What to do. Return the records that follow, unchanged and complete.

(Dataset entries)
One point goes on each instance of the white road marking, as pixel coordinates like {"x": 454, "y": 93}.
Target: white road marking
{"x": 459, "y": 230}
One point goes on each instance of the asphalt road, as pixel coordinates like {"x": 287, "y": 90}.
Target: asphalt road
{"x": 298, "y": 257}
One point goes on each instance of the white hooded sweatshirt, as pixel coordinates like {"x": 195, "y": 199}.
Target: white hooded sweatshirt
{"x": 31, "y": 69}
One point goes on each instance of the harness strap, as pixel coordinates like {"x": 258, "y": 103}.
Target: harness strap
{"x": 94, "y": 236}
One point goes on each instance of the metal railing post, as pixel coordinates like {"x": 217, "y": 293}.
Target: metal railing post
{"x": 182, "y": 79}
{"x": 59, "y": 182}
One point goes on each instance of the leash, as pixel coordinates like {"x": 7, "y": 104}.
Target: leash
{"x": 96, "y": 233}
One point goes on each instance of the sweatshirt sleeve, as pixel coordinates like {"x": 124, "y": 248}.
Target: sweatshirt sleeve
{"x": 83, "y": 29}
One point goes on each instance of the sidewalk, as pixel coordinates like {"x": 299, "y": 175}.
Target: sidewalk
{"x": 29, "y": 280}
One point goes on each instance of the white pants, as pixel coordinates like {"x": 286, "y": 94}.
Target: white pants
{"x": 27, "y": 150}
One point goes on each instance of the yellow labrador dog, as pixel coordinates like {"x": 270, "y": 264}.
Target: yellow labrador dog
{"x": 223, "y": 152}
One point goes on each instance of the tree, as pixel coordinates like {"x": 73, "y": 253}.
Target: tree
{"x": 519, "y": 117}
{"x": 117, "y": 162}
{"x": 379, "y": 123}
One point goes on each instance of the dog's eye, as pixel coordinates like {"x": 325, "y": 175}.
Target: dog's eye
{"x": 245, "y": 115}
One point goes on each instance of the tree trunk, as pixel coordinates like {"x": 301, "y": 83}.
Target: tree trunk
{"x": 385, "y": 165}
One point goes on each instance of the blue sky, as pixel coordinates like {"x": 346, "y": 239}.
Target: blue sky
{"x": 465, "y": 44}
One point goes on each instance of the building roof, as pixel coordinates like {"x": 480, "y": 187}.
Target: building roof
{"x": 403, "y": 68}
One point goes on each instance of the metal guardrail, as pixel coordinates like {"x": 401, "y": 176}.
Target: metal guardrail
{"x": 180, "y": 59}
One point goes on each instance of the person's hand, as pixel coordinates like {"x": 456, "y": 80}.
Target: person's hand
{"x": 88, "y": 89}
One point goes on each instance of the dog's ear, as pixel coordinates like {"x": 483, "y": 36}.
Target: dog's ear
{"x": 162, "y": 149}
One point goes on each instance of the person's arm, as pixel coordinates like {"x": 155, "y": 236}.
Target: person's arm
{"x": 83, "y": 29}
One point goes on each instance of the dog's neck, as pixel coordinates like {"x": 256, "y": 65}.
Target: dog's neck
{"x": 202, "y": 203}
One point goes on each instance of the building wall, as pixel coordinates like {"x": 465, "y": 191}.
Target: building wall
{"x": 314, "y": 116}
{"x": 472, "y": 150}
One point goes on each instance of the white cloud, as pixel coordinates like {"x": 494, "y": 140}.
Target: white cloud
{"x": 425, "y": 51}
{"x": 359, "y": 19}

Output for this exercise.
One point goes on each instance of the white road marking, as pixel coordinates like {"x": 454, "y": 93}.
Target: white road marking
{"x": 459, "y": 230}
One point goes on each instance of the asphalt road, as pixel coordinates like {"x": 287, "y": 90}.
Target: asphalt road
{"x": 298, "y": 257}
One point goes on each instance of the white hooded sweatshirt, as pixel coordinates like {"x": 195, "y": 199}.
Target: white hooded sweatshirt
{"x": 31, "y": 69}
One point goes on each instance of the harness strap, as pixel coordinates like {"x": 258, "y": 103}.
Target: harness strap
{"x": 94, "y": 236}
One point goes on each instance of the metal railing post, as pixel coordinates like {"x": 217, "y": 293}.
Target: metal railing post
{"x": 182, "y": 79}
{"x": 59, "y": 182}
One point goes on each instance of the leash, as pixel coordinates like {"x": 7, "y": 104}.
Target: leash
{"x": 96, "y": 233}
One point goes on each instance of the sweatshirt sleeve, as pixel coordinates like {"x": 124, "y": 248}.
Target: sweatshirt sleeve
{"x": 83, "y": 29}
One point goes on each instance of the sidewalk, as pixel coordinates like {"x": 299, "y": 175}.
Target: sidewalk
{"x": 29, "y": 280}
One point goes on each instance of the white pants, as pixel coordinates like {"x": 286, "y": 94}.
Target: white pants
{"x": 27, "y": 150}
One point goes on each instance of the yellow labrador dog, as pixel coordinates like {"x": 270, "y": 264}.
Target: yellow labrador dog
{"x": 223, "y": 152}
One point goes on each instance of the tree, as pixel coordinates like {"x": 73, "y": 253}.
Target: tree
{"x": 519, "y": 117}
{"x": 117, "y": 162}
{"x": 379, "y": 123}
One point goes on each instance of the dog's eye, as pixel coordinates like {"x": 325, "y": 175}.
Target: dog's eye
{"x": 245, "y": 115}
One point goes on each instance of the tree trunk, as pixel coordinates like {"x": 301, "y": 83}.
Target: tree trunk
{"x": 385, "y": 165}
One point goes on each instance of the blue sky, as pixel coordinates like {"x": 346, "y": 239}.
Target: blue sky
{"x": 465, "y": 44}
One point goes on each instance of the building roof, as pixel coordinates like {"x": 480, "y": 187}.
Target: building roof
{"x": 403, "y": 68}
One point goes on each instance of the metal guardrail, as pixel coordinates like {"x": 401, "y": 176}.
Target: metal guardrail
{"x": 180, "y": 59}
One point goes on each instance of the person's hand, as pixel coordinates like {"x": 456, "y": 80}.
Target: person's hand
{"x": 88, "y": 89}
One point goes on each instance of the dog's ear, as pixel coordinates like {"x": 483, "y": 36}.
Target: dog's ear
{"x": 162, "y": 149}
One point goes on each instance of the person's arm, as pixel coordinates like {"x": 155, "y": 236}.
Target: person's arm
{"x": 83, "y": 29}
One point goes on each instance of the dog's neck, as pixel coordinates like {"x": 256, "y": 65}.
Target: dog's neck
{"x": 202, "y": 203}
One point goes on each instance of the building wall, as pixel coordinates like {"x": 465, "y": 191}.
Target: building wall
{"x": 314, "y": 116}
{"x": 472, "y": 150}
One point goes on each instance of the white cloud, as pixel coordinates like {"x": 494, "y": 140}.
Target: white cloud
{"x": 425, "y": 51}
{"x": 359, "y": 19}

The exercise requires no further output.